Transcribe each record exactly. Include every one.

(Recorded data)
*** Begin section ***
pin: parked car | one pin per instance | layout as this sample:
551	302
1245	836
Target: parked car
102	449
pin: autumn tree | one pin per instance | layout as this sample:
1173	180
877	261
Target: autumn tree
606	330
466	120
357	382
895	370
*** End section ***
> [OUTPUT BELOW]
pin: parked car | one pin per instance | layout as this sample:
551	302
1245	836
Target: parked car
102	449
pin: autumn tree | one pin per instance | layout as this sample:
1173	180
877	261
Target: autumn tree
606	330
466	120
357	382
895	370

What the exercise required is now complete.